Defendió a los Federalistas en sus propuestas
para la consecución de una
efectiva independencia económica y financiera
mediante una ley tributaria que
dotase de ingresos estables al estado,
la Tariff Act de 1789, una ley
que creara un sistema financiero propio,
la Bank Act de 1791, y otra que
regulase la creación de la moneda
nacional, la Coinage Act de 1792.
Desde 1793, la radicalización de la
Revolución francesa tras la
ejecución de Luis XVI, que llevó a Gran
Bretaña a forjar una alianza con
las monarquías absolutistas europeas y
con los Países Bajos (conocida
como «Primera Coalición») para declarar
la guerra a Francia, obligó a
Washington a dar mayor importancia a la
política internacional. Aunque
por el tratado firmado durante la guerra,
en 1778, Estados Unidos era
aliado de Francia, el presidente declaró la
neutralidad del país, lo que no
le impidió reconocer más tarde a la
República Francesa. En 1794 el
enviado norteamericano John Jay cerró con
Gran Bretaña un tratado comercial
que fue ratificado por el presidente y
que le supuso las primeras
críticas importantes a su gestión. Sin lugar
a dudas, durante los últimos años
de su mandato la política
internacional fue la que marcó el
debate público y la agenda política, y
fueron estos asuntos los que
hicieron pasar más apuros al presidente.
Para 1796 tocaba realizar la
tercera elección presidencial. El 19 de
septiembre de ese año Washington
volvió a sorprender a sus compatriotas
al publicar un mensaje de
despedida (Farewell Adress) en el mayor
periódico de Filadelfia, The
American Daily Advertiser. En él anunciaba
que no optaría a un tercer
mandato. Era sin duda una respuesta a los que
le acusaban de tener veleidades
de perpetuarse en el poder como si fuese
un rey. En dicho mensaje
confirmaba públicamente sus convicciones
republicanas, apelaba a la unidad
de los estadounidenses frente a los
efectos disgregadores de un
partidismo excesivo, y alertaba contra la
tentación de dejarse arrastrar
por los vendavales de la política
internacional aliándose con
países extranjeros, ya que los intereses de
Europa no eran los de América.

• **INSTRUCCIONES DE TAREAS**:
1 – Según el fragmento seleccionado, ¿en qué periódico publicó Washington su mensaje de despedida?
2 – Explica, con lo que dice el fragmento seleccionado, por qué Washington alertaba en su mensaje de despedida contra aliarse con países extranjeros.
3 – Traduce al inglés esta oración del fragmento seleccionado: «En él anunciaba que no optaría a un tercer mandato.»

• **DATOS EXTRAÍDOS**:
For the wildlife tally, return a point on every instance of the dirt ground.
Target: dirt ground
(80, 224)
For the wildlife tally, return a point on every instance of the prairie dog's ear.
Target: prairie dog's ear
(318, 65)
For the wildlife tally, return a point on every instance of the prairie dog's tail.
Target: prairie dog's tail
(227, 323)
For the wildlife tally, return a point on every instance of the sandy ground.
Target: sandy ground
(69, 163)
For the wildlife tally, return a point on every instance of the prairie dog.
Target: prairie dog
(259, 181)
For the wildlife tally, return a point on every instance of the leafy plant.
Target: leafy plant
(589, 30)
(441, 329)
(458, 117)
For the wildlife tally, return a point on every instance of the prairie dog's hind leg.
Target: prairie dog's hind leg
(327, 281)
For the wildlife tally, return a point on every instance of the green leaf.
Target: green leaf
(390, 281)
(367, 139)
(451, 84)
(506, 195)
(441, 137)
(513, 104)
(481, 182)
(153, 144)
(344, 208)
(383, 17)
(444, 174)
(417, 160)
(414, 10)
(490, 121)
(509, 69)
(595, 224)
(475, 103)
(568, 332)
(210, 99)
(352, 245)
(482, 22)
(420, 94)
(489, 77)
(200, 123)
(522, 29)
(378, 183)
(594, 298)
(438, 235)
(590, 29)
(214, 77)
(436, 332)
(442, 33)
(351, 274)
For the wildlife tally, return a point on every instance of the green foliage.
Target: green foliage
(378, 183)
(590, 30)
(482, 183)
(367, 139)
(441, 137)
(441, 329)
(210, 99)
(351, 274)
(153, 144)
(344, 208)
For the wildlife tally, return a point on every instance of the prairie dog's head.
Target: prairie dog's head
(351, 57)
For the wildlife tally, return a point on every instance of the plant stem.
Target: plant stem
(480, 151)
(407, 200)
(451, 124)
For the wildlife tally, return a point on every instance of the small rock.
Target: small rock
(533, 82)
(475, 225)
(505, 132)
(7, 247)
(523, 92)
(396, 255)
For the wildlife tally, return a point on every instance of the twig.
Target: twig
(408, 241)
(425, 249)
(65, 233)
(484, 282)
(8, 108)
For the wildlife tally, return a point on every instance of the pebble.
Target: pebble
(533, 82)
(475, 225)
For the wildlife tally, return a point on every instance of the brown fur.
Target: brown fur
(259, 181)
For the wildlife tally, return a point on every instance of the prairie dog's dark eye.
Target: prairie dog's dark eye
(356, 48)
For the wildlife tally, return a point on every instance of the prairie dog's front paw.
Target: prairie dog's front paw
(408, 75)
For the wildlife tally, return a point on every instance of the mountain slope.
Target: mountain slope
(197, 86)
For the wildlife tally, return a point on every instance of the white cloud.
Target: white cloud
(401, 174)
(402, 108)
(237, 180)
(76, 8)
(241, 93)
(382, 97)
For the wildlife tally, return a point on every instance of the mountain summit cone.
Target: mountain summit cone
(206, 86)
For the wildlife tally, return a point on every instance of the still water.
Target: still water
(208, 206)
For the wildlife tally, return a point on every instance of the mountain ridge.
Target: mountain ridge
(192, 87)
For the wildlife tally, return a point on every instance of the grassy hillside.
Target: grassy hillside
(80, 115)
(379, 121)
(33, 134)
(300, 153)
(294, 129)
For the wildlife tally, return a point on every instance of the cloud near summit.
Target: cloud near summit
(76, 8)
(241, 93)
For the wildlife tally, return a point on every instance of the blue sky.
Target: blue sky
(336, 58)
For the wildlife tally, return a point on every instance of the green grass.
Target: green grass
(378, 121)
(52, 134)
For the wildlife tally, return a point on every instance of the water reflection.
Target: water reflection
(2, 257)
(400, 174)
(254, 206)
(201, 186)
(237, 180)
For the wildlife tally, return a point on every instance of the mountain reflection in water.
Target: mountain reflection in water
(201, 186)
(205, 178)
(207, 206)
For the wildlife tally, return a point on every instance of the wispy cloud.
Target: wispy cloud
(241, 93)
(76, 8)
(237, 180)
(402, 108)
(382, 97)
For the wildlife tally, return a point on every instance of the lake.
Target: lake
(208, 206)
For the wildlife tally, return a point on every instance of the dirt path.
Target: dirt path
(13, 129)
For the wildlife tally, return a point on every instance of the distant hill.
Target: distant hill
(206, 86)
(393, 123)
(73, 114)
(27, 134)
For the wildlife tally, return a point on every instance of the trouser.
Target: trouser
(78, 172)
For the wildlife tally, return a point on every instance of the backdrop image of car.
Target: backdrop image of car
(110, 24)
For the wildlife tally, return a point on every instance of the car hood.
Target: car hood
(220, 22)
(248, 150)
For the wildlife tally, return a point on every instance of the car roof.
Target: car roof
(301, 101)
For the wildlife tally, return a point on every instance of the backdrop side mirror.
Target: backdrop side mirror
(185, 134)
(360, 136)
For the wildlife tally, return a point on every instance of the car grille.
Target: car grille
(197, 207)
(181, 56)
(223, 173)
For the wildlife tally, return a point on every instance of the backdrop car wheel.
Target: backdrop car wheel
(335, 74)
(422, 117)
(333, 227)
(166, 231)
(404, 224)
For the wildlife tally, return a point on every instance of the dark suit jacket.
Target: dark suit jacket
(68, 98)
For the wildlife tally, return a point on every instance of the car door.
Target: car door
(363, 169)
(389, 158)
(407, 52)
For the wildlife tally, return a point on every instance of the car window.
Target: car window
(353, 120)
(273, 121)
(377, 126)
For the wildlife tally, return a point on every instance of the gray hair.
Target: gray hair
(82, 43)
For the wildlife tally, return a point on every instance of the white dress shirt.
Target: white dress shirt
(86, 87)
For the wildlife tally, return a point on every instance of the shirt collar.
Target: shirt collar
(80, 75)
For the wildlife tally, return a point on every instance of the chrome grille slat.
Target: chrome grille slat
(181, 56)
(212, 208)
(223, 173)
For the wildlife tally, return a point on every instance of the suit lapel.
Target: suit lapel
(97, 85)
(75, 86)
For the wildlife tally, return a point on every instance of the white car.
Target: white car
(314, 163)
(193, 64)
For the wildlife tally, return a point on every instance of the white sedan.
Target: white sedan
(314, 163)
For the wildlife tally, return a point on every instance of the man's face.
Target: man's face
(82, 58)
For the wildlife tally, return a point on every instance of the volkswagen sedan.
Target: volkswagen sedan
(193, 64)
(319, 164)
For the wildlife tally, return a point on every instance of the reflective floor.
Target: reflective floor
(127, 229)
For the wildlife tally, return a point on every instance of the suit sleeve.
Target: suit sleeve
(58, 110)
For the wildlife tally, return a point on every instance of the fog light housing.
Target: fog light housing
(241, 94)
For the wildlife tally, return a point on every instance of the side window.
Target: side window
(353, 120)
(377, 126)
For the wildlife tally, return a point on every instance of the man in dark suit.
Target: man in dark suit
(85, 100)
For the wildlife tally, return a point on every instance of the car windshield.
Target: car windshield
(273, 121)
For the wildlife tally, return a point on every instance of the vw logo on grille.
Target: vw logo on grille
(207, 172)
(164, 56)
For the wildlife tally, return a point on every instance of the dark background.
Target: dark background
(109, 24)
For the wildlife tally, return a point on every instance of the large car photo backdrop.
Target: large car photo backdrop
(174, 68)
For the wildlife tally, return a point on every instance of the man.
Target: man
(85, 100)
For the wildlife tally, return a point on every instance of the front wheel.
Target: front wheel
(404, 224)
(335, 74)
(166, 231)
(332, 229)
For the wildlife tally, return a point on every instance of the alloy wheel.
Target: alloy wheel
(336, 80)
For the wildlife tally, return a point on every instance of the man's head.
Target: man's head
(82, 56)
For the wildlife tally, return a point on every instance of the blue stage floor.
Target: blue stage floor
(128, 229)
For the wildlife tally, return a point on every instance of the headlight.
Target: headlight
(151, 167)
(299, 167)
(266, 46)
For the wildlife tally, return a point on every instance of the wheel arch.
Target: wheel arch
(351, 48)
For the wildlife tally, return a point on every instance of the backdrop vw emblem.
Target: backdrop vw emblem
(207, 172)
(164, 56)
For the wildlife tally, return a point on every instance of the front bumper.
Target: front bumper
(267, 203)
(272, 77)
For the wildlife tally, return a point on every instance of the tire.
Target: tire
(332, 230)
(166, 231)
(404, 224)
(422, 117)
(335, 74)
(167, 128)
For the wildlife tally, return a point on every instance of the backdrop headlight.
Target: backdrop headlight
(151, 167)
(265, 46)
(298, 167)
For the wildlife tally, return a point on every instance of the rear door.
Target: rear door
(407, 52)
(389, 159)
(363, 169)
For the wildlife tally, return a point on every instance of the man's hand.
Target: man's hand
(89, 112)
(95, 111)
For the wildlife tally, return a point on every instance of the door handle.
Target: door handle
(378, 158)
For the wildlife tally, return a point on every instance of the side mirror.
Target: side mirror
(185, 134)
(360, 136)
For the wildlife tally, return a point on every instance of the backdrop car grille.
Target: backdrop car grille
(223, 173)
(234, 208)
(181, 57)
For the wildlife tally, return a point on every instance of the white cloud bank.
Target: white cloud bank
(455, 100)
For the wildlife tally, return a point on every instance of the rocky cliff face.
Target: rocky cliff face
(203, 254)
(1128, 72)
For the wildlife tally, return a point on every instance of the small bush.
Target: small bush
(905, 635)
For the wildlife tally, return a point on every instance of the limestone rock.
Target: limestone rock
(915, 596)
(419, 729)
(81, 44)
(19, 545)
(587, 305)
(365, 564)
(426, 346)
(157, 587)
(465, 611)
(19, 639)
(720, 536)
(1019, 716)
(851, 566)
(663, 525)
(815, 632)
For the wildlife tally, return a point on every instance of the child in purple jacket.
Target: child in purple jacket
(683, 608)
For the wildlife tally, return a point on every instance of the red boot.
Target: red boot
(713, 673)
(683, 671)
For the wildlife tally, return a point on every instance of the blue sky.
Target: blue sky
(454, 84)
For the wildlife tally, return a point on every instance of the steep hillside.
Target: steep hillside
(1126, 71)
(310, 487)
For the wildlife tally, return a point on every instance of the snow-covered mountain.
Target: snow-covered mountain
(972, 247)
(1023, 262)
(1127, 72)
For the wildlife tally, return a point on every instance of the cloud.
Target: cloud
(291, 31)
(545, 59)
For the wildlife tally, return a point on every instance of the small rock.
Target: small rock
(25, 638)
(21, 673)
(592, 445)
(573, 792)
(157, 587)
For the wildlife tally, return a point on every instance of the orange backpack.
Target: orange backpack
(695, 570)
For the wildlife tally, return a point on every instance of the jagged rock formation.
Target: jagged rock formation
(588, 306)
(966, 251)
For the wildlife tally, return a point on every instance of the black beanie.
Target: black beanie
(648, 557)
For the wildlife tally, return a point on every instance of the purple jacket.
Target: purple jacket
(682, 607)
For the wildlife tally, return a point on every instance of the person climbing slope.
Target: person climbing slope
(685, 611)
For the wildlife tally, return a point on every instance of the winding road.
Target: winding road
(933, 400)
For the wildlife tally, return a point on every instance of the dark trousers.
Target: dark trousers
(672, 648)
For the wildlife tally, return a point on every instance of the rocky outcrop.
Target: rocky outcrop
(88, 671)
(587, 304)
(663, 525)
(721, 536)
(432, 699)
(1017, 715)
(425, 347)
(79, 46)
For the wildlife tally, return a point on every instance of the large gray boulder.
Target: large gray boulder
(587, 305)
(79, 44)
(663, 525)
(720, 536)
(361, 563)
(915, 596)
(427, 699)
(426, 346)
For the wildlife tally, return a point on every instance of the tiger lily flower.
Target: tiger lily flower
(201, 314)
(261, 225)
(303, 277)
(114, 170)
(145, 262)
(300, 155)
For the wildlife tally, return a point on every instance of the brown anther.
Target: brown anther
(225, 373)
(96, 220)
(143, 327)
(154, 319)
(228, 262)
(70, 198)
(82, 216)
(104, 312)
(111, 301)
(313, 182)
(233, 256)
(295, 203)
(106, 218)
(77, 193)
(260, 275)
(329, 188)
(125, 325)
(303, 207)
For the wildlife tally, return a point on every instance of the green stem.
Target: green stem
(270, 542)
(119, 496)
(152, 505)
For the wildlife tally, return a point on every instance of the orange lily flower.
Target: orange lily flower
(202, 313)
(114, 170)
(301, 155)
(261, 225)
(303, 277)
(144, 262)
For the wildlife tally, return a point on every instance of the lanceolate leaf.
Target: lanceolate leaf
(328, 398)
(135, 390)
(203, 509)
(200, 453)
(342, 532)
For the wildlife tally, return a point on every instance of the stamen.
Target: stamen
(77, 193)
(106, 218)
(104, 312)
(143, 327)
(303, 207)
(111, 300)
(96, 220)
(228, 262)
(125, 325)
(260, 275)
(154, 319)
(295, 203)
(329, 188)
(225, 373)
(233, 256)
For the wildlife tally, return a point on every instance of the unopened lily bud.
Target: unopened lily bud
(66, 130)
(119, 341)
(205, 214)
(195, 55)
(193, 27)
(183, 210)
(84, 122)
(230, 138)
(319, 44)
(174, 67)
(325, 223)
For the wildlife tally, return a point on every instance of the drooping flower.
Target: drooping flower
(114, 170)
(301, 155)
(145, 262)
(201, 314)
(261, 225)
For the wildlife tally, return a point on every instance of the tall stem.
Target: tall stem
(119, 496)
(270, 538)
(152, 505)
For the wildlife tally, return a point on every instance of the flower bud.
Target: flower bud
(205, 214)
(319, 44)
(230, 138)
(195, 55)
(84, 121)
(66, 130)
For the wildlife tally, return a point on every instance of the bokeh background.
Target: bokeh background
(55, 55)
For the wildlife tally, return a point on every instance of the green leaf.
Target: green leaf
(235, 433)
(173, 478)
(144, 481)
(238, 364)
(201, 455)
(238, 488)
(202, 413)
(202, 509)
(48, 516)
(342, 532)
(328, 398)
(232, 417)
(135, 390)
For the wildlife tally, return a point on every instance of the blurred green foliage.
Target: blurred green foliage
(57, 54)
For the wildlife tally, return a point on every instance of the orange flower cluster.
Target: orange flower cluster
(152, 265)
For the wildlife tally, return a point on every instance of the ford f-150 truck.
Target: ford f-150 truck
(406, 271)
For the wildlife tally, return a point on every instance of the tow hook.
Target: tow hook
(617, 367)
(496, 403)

• **RESPUESTAS POR TAREA**:
1 – En The American Daily Advertiser, el mayor periódico de Filadelfia.

2 – Porque los intereses de Europa no eran los de América. Por eso advertía contra la tentación de dejarse arrastrar por los vendavales de la política internacional.

3 – In it he announced that he would not seek a third term.